* Recorded information:

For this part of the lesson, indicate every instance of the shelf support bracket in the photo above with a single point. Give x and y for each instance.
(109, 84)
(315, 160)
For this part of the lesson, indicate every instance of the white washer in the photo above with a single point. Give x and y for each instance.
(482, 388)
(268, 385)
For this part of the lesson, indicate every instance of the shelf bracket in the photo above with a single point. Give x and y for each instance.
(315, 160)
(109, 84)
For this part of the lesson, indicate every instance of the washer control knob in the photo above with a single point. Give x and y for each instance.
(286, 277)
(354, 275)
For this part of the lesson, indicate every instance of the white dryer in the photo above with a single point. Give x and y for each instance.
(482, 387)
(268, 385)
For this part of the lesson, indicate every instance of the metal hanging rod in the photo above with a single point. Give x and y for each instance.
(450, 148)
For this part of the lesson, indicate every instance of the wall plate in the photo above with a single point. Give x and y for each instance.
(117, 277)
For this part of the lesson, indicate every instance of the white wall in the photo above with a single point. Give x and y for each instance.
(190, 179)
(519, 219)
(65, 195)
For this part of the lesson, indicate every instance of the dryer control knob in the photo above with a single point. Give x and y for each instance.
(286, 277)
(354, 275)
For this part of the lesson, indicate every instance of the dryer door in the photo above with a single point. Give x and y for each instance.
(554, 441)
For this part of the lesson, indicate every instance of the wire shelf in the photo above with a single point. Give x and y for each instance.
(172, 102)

* Task: Output every entry shown above, exactly.

* Response to this task:
For this part of the lesson, indicate every instance of the shelf support bracket in the photo above with a single point. Give x and y for each instance.
(109, 84)
(315, 160)
For this part of the lesson, indicate every instance of the white washer in the photo above with a single point. Give x and y for each instance.
(482, 388)
(268, 385)
For this part of the lesson, indicate every instance of the shelf bracket in the photo above with a single point. Give x and y for each instance.
(315, 160)
(109, 84)
For this part of the lesson, indicate every instance of the washer control knob in the photo above with a single point. Give x and y for each instance.
(286, 277)
(354, 275)
For this part of the lesson, indicate every instance of the white dryer in the photo above with a single point. Give x and y for each instance.
(482, 387)
(268, 385)
For this part of the lesson, indicate every instance of the metal hanging rod in the photo above with a single point. Give x and y for each instance.
(450, 148)
For this part of the lesson, indicate every instance of the wall plate in the photo above with a single point. Give x and y for each instance.
(117, 277)
For this part of the lesson, indicate every instance of the white wall in the photo above with a single point. Give x and y for each instance.
(190, 179)
(519, 219)
(65, 195)
For this part of the lesson, indicate every instance of the dryer control knob in the photo above with a single point. Give x and y for each instance.
(286, 277)
(354, 275)
For this part of the lesson, indicate every instance of the dryer door in the photo above with a single point. Give x and y for each instance.
(554, 441)
For this part of the lesson, indicate every instance of the wire shelf in the photo above with a single point. Give x and y for each instance.
(172, 102)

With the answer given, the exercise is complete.